Extrait du document -

La tarification basée sur une stratégie de coûts majorés, ou coûts majorés, consiste à établir ses prix en fonction du coût de production et du niveau de marge souhaité. Cette méthode permet aux entreprises de sécuriser leurs marges, tout en étant facile à calculer sur un grand nombre de produits. D'après Chris Guilding et coll., cette méthode est largement utilisée, pour certains produits, par les distributeurs, qui la considèrent comme un volet important de leur stratégie globale de tarification. La tarification coûts majorés représente en effet une part importante de l'histoire de la tarification, même si elle semble être de moins en moins utilisée. En comparant plusieurs études en 1992, Ward Hanson a démontré que 80 % des entreprises du Royaume-Uni utilisaient cette technique avant la seconde guerre mondiale, 70 % en 1970 et 59 % à la fin des années 80. Cette baisse s'explique surement par les inconvénients importants de cette méthode, notamment le fait que les prix des concurrents sont ignorés et que les coûts de production ont tendance à dépasser régulièrement les prévisions.

Principe général

La tarification coûts majorés sécurise les bénéfices en fixant la marge bénéficiaire. Pour atteindre un objectif donné de marge, l'entreprise détermine ses prix via une simple multiplication des coûts de production estimés (frais variables et fixes) par la marge souhaitée pour un niveau de vente prévu.

Tarification à prix majoré illustrée par les coûts et la majoration.

Consigne donnée 1 - Relevez, dans les entrées ci-dessous, chaque ligne où figure la chaîne « Provide ». La casse compte.

Entrées fournies -
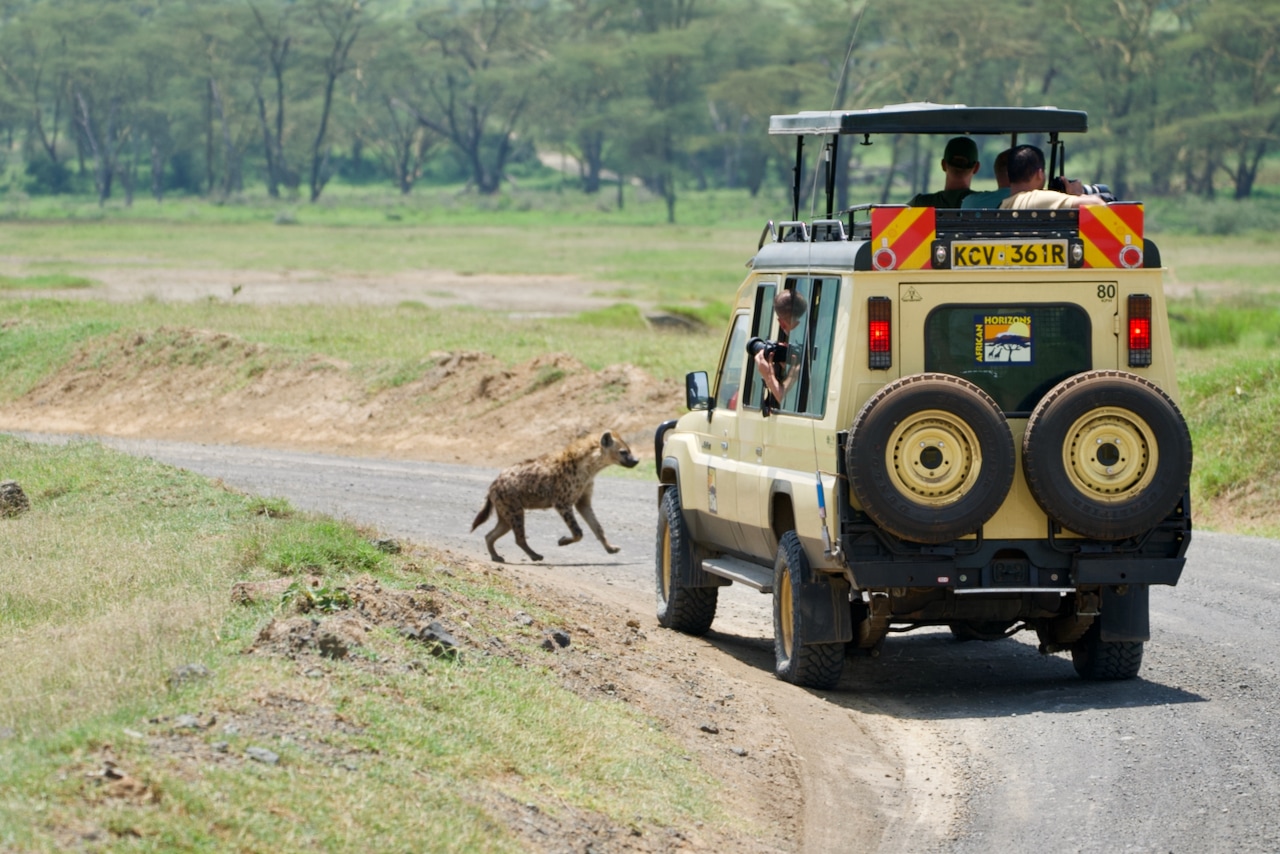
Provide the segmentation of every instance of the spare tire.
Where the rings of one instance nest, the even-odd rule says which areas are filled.
[[[1065,379],[1032,411],[1023,474],[1050,519],[1120,540],[1169,516],[1192,475],[1192,437],[1174,401],[1117,370]]]
[[[872,521],[904,540],[945,543],[1000,510],[1014,481],[1014,438],[1000,406],[969,380],[913,374],[867,401],[845,463]]]

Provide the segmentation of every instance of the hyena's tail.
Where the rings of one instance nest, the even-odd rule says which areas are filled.
[[[484,520],[489,519],[489,511],[490,510],[493,510],[493,499],[492,498],[485,498],[484,499],[484,507],[480,510],[480,513],[476,516],[476,520],[474,522],[471,522],[471,530],[475,530],[475,529],[480,528],[481,525],[484,525]]]

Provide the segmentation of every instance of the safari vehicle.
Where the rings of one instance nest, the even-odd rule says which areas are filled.
[[[776,672],[799,685],[832,688],[847,654],[923,626],[1029,630],[1082,677],[1138,673],[1149,586],[1178,583],[1192,528],[1142,205],[833,211],[820,172],[844,137],[920,133],[1034,142],[1061,175],[1085,129],[1055,108],[771,119],[796,137],[791,219],[763,230],[718,367],[689,374],[690,411],[655,435],[662,626],[708,631],[719,588],[744,584],[772,594]],[[826,207],[803,220],[809,182]],[[767,401],[748,344],[778,342],[783,289],[808,311],[786,341],[796,374]]]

Consigne donnée 2 - Recopiez mot pour mot le passage de l'extrait sur la tarification coûts majorés qui commence aux mots « La tarification coûts majorés sécurise » et s'arrête après « de vente prévu. ».

Résultat final 1 -
Provide the segmentation of every instance of the spare tire.
Provide the segmentation of every instance of the hyena's tail.
Provide the segmentation of every instance of the safari vehicle.

Résultat final 2 -
La tarification coûts majorés sécurise les bénéfices en fixant la marge bénéficiaire. Pour atteindre un objectif donné de marge, l'entreprise détermine ses prix via une simple multiplication des coûts de production estimés (frais variables et fixes) par la marge souhaitée pour un niveau de vente prévu.